Tasks to complete –
1/ In the 2006 National Lacrosse League season passage, what record did the Edmonton Rush finish with?
2/ Pick up the 2006 National Lacrosse League season passage after its last sentence and keep writing it.

Reading passage –
The 2006 National Lacrosse League season was the 20th season in the history of the league, which began as the Eagle Pro Box Lacrosse League in 1987. The season began on December 30, 2005 and concluded with the championship game on May 13, 2006.

The defending champion Toronto Rock were once again the favourite to win the Champions' Cup, but a slow start plus a dismal performance in the semifinal game against Rochester removed the Rock from contention. The Colorado Mammoth, under first-year head coach Gary Gait, won their first title since winning the first ever title in 1987, as the Baltimore Thunder.

Highly touted Portland rookie Brodie Merrill lived up to his hype, winning both the Defensive Player of the Year and the Rookie of the Year awards. Portland continued its domination of the post-season awards with Derek Keenan, himself a former Rookie of the Year Award winner (1992 with Buffalo), winning both the Les Bartley Award for coach of the year and the GM of the Year Award, and owner Angela Batinovich winning the Executive of the Year Award.

Team movement

The season featured the debut of two expansion teams; the Edmonton Rush and the Portland LumberJax, both in the Western Division. Portland beat the expansion team odds and won its division, finishing with an 11–5 record, while Edmonton did not fare so well. The Rush finished the season 1–15, their only win coming at the hands of their provincial rivals, the Calgary Roughnecks.

Provided records –
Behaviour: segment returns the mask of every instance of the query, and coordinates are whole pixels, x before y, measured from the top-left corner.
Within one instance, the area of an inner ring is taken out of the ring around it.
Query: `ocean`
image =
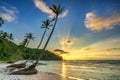
[[[33,61],[28,65],[31,63]],[[8,64],[0,63],[0,80],[20,80],[19,76],[10,76],[4,72],[6,65]],[[40,61],[36,68],[42,72],[60,74],[75,80],[120,80],[120,60]]]

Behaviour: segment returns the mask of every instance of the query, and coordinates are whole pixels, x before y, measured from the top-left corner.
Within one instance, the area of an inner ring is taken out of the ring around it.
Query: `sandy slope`
[[[83,80],[83,79],[74,79],[72,77],[64,77],[61,75],[53,73],[39,72],[35,75],[26,75],[24,80]]]

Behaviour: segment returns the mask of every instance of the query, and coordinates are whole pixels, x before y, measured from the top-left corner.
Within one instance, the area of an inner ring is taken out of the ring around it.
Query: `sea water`
[[[32,63],[31,61],[28,65]],[[0,63],[0,80],[23,80],[24,75],[8,75],[9,71],[5,71],[7,65],[9,64]],[[120,80],[119,60],[40,61],[36,68],[38,71],[60,74],[76,80]]]

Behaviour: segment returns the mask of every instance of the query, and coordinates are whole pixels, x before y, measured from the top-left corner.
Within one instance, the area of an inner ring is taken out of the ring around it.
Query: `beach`
[[[16,64],[24,61],[18,61]],[[27,67],[34,61],[30,61]],[[34,75],[8,75],[0,63],[0,80],[120,80],[120,61],[39,61]]]

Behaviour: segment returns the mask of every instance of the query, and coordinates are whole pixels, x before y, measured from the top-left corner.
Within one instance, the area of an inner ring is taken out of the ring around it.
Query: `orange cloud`
[[[85,26],[92,31],[112,29],[115,25],[120,25],[120,14],[113,14],[111,17],[104,18],[89,12],[86,14]]]
[[[47,4],[45,2],[43,2],[43,0],[34,0],[34,4],[39,10],[41,10],[44,13],[49,14],[50,18],[54,17],[55,14],[49,9]],[[65,16],[67,16],[68,12],[69,12],[68,10],[65,10],[61,15],[59,15],[59,18],[63,18]]]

Answers for the exercise –
1/ 1–15

2/
Before the 2006 season, the Anaheim Storm folded not being able to attract enough fans in their two years in Southern California moving from their original home of New Jersey after the 2003 season where, for two seasons, they were not able to attract enough fans.

Milestones
February 18: John Tavares tied Gary Gait for the all-time record in points, with 1091, as the Buffalo Bandits defeated the Minnesota Swarm 14–9.
March 4: Tavares sets a new NLL record for career points, scoring his 1092nd point in an 11–8 loss to the Swarm.

Final standings

Regular season

Toronto won the 3-way tiebreaker with Minnesota and Philadelphia

Playoffs

All-Star game
The 2006 All-Star Game was held at the Air Canada Centre in Toronto, Ontario on February 25, 2006. The West Division defeated the East Division 14–13. The MVP of the game was Lewis Ratcliff of the Calgary Roughnecks, who scored 4 goals, including the game winner. This marked the second straight year that a Roughneck player was All-Star Game MVP, with Tracy Kelusky having won it in 2005.

All-Star teams

Awards

Annual

All-Pro Teams
First Team
Colin Doyle, Toronto
John Grant, Jr., Rochester
Brodie Merrill, Portland
Gavin Prout, Colorado 
Josh Sanderson, Toronto 
Steve Dietrich, Buffalo

Second Team
Craig Conn, Arizona 
Dan Dawson, Arizona 
Jay Jalbert, Colorado 
Lewis Ratcliff, Calgary 
John Tavares, Buffalo 
Nick Patterson, Minnesota

All-Rookie Team
 Brodie Merrill, Portland 
 Sean Greenhalgh, Philadelphia 
 Dan Carey, Colorado 
 Jeff Zywicki, San Jose 
 Shawn Evans, Rochester 
 Luke Wiles, San Jose

Weekly awards
The NLL gives out awards weekly for the best overall player, best offensive player, best defensive player, and best rookie.

Monthly awards
Awards are also given out monthly for the best overall player and best rookie.

Statistics leaders
Bold numbers indicate new single-season records. Italics indicate tied single-season records.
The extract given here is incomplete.